* _Given task_
Reproduce verbatim the lines of the data below, from the line containing "like x=52, y=40." up to and including the line containing "x=172, y=230".

* _Given entries_

++++

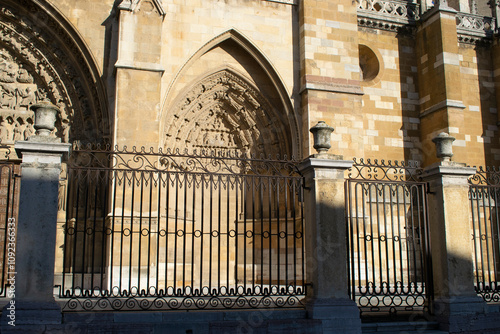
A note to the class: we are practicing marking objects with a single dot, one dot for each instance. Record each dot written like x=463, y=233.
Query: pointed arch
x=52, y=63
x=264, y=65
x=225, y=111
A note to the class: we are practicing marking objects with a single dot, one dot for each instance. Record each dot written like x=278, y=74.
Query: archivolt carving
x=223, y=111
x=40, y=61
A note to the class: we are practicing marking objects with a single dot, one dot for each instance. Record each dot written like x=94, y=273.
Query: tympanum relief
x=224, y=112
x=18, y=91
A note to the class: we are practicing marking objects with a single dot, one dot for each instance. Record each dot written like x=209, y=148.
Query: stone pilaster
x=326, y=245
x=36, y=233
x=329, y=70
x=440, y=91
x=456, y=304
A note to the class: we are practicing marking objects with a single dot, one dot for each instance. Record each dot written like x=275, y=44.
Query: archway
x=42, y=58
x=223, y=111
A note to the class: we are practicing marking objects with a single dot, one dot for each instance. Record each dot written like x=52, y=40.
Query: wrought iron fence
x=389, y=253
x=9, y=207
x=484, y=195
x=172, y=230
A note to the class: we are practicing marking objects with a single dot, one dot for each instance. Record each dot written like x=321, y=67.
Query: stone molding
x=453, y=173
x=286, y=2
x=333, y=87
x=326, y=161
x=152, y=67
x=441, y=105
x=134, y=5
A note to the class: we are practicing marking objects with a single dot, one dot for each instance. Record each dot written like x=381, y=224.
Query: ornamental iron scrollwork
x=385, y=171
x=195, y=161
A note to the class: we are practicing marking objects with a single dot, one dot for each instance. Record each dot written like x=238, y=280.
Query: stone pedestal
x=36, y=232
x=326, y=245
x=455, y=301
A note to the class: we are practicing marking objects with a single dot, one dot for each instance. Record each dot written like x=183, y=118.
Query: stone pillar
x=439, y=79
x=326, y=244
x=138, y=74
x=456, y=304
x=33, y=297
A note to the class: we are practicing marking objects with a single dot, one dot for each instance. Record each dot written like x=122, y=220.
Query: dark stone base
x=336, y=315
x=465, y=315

++++

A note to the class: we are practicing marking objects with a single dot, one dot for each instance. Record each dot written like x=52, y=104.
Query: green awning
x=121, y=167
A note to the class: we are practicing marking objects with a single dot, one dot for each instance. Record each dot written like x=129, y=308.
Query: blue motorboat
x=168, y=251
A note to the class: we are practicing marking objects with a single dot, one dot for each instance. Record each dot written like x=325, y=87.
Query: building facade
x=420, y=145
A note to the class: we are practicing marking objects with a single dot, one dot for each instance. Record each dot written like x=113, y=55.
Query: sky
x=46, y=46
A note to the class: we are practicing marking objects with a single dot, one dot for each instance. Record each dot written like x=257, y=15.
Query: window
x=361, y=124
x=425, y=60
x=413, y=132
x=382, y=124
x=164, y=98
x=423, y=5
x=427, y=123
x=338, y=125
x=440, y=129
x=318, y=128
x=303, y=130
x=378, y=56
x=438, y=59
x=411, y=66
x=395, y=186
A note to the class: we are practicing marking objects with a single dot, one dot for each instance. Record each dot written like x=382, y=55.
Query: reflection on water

++++

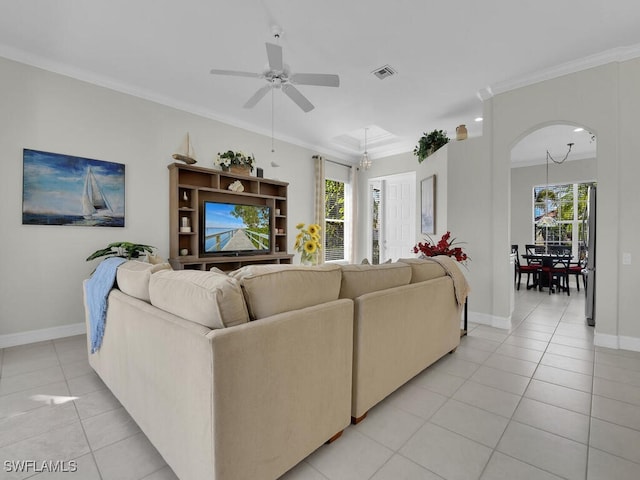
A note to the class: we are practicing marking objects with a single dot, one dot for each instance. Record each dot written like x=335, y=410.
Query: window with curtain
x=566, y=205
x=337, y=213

++++

* _Solved exercise_
A note to the class: we are practicing marking objects with a single dot, one dot for each instance. Record each dot written like x=52, y=40.
Query: wrought iron fence
x=389, y=253
x=9, y=207
x=484, y=195
x=172, y=230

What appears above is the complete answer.